WHAT THIS TASK INVOLVES —
Please reproduce the material below word for word, leaving out any pictures.

---------- GIVEN RECORDS ----------

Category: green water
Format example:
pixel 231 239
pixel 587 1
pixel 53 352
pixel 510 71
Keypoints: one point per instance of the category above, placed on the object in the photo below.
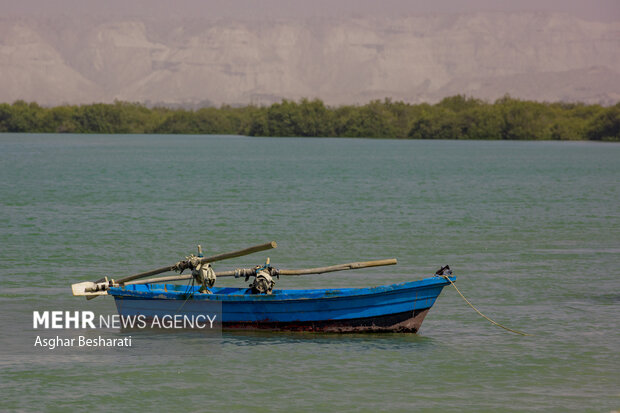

----------

OUTPUT OF THE EXERCISE —
Category: green water
Format example:
pixel 231 239
pixel 587 1
pixel 53 352
pixel 510 71
Keypoints: one point per instance of the category above, placed on the object in the photo below.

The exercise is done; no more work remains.